给定任务: 下面这段讲RocksDB compact调度的节选中，变量unscheduled_compactions_表示什么？

阅读节选:
# # # #
我们来看在MaybeScheduleFlushOrCompaction中compact的调用.这里可以看到RocksDB中后台运行的compact会有一个限制(max_compactions).而我们可以看到这里还有一个变量 unscheduled_compactions_,这个变量表示需要被compact的columnfamily的队列长度.

  1. while (bg_compaction_scheduled_ < bg_job_limits.max_compactions &&
  2. unscheduled_compactions_ > 0) {
  3. CompactionArg* ca = new CompactionArg;
  4. ca->db = this;
  5. ca->prepicked_compaction = nullptr;
  6. bg_compaction_scheduled_++;
  7. unscheduled_compactions_--;
  8. env_->Schedule(&DBImpl::BGWorkCompaction, ca, Env::Priority::LOW, this,
  9. &DBImpl::UnscheduleCallback);
  10. }

类似flush的逻辑,compact的时候RocksDB也有一个队列叫做DBImpl::compaction_queue_.

  1. std::deque<ColumnFamilyData*> compaction_queue_;

然后我们来看这个队列何时被更新,其中unscheduled_compactions_和队列的更新是同步的,因此只有compaction_queue_更新之后,调用compact后台线程才会进入compact处理.

  1. void DBImpl::SchedulePendingCompaction(ColumnFamilyData* cfd) {
  2. if (!cfd->queued_for_compaction() && cfd->NeedsCompaction()) {
  3. AddToCompactionQueue(cfd);
  4. ++unscheduled_compactions_;
  5. }
  6. }

上面的核心函数是NeedsCompaction,通过这个函数来判断是否有sst需要被compact,因此接下来我们就来详细分析这个函数.当满足下列几个条件之一就将会更新compact队列

  • 有超时的sst(ExpiredTtlFiles)
  • files_marked_for_compaction_或者bottommost_files_marked_for_compaction_都不为空
    • 后面会介绍这两个队列
  • 遍历所有的level的sst,然后判断是否需要compact
    • 最核心的条件(上面两个队列都是在这里更新的).
  1. bool LevelCompactionPicker::NeedsCompaction(
  2. const VersionStorageInfo* vstorage) const {
  3. if (!vstorage->ExpiredTtlFiles().empty()) {
  4. return true;
  5. }
  6. if (!vstorage->BottommostFilesMarkedForCompaction().empty()) {
  7. return true;
  8. }
  9. if (!vstorage->FilesMarkedForCompaction().empty()) {
  10. return true;
  11. }
  12. for (int i = 0; i <= vstorage->MaxInputLevel(); i++) {
  13. if (vstorage->CompactionScore(i) >= 1) {
  14. return true;
  15. }
  16. }
  17. return false;
  18. }

因此接下来我们来分析最核心的CompactionScore,这里将会涉及到两个变量,这两个变量分别保存了level以及每个level所对应的score(这里score越高表示compact优先级越高),而score小于1则表示不需要compact.
# # # #
位置标注条目:

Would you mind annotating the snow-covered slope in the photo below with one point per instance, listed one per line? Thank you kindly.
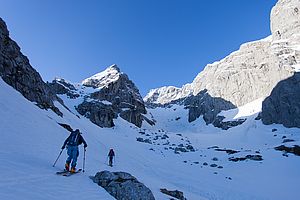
(252, 71)
(104, 78)
(103, 97)
(29, 146)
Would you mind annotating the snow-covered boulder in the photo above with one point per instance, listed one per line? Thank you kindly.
(122, 185)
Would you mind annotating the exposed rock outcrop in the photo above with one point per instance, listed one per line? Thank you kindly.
(283, 105)
(247, 74)
(60, 86)
(122, 186)
(175, 193)
(17, 72)
(105, 96)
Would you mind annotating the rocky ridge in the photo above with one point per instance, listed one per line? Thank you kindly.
(104, 97)
(252, 71)
(17, 72)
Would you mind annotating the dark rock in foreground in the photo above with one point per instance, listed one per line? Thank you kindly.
(122, 186)
(248, 157)
(17, 72)
(176, 194)
(294, 150)
(283, 105)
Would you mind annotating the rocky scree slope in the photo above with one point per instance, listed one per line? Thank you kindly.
(17, 72)
(105, 96)
(251, 72)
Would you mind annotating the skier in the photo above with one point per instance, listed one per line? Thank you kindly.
(111, 155)
(72, 143)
# # # #
问题解答: 它表示需要被compact的columnfamily的队列长度。